◆ **GIVEN TASK 1**
In the passage on Ripple's MiCA licensing, reproduce the span from "Why two licences" up to and including "to combine both.", swapping "safeguard" for "hold".
◆ **GIVEN TASK 2**
Answer these questions on the passage on Ripple's MiCA licensing:
(a) Which regulator granted Ripple's CASP authorization?
(b) On what date was the authorization announced?
(c) Under MiCA, what category does RLUSD fall into?

A CASP licence covers exchanging, transferring and safeguarding crypto assets. Issuing a stablecoin like RLUSD requires a separate e-money institution authorisation. Ripple needed both to offer its full payments service under one MiCA-compliant structure.
Is Ripple now fully MiCA-compliant across the EU?
Yes. Ripple's CASP authorisation from Luxembourg's CSSF, combined with its existing EMI licence, makes it fully MiCA-compliant and able to offer regulated crypto and stablecoin services across all 30 EEA countries.
Ripple has received authorisation of its Crypto-Asset Service Provider (CASP) licence from Luxembourg's Commission de Surveillance du Secteur Financier (CSSF), completing the company's compliance under the EU's Markets in Crypto-Assets Regulation (MiCA). The authorisation was announced on 6 July 2026 and follows a preliminary approval Ripple received in June 2026. It confirms Ripple as fully MiCA-compliant, with its end-to-end regulated crypto payments product now available to financial institutions, corporates and businesses across all 30 countries of the European Economic Area (EEA).
Why two licences were needed for one compliant service
A CASP licence lets a company exchange, transfer and safeguard crypto assets on behalf of clients. Issuing an e-money token, the category most stablecoins fall under in MiCA's framework, requires a separate authorisation as an e-money institution. Ripple's stablecoin, RLUSD, sits in that second category, which is why the company needed its EU Electronic Money Institution (EMI) licence and its new CASP licence to work together rather than rely on either one alone. Zerohash reached a complete stablecoin licence earlier this year, when its own EMI and MiCA authorisations made it one of the first firms in Europe to combine both.

◆ **DATA SECTION**
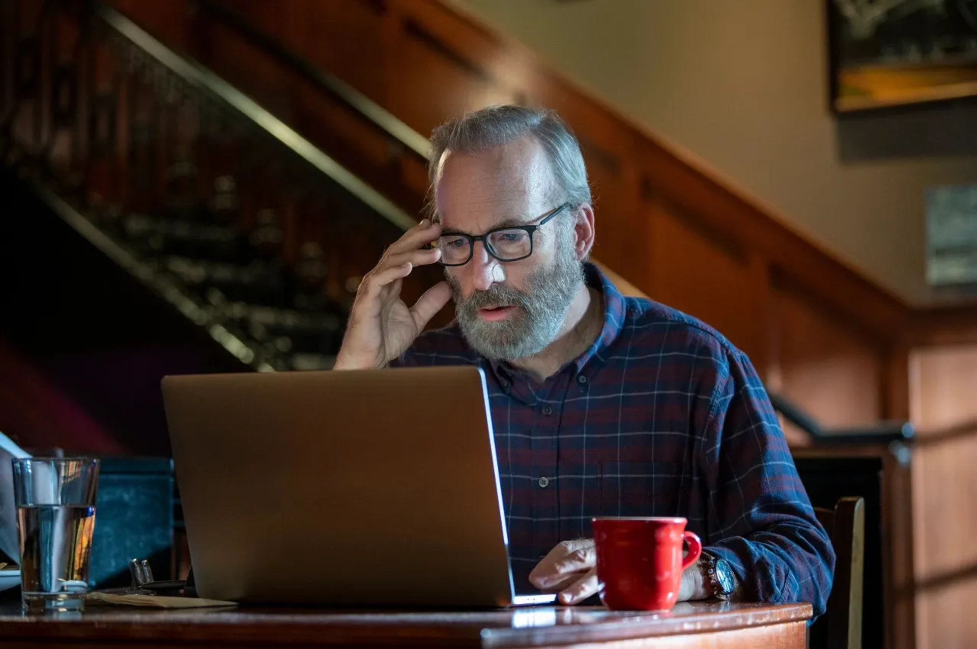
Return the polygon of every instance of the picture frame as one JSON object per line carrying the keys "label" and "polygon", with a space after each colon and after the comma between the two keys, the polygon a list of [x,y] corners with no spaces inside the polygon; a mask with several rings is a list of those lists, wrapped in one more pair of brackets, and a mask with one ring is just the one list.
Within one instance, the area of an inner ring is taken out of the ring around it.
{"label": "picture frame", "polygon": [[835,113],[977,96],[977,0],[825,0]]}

◆ **REPLY 1**
Why two licences were needed for one compliant service
A CASP licence lets a company exchange, transfer and hold crypto assets on behalf of clients. Issuing an e-money token, the category most stablecoins fall under in MiCA's framework, requires a separate authorisation as an e-money institution. Ripple's stablecoin, RLUSD, sits in that second category, which is why the company needed its EU Electronic Money Institution (EMI) licence and its new CASP licence to work together rather than rely on either one alone. Zerohash reached a complete stablecoin licence earlier this year, when its own EMI and MiCA authorisations made it one of the first firms in Europe to combine both.

◆ **REPLY 2**
(a) Luxembourg's Commission de Surveillance du Secteur Financier (CSSF).
(b) 6 July 2026.
(c) E-money tokens.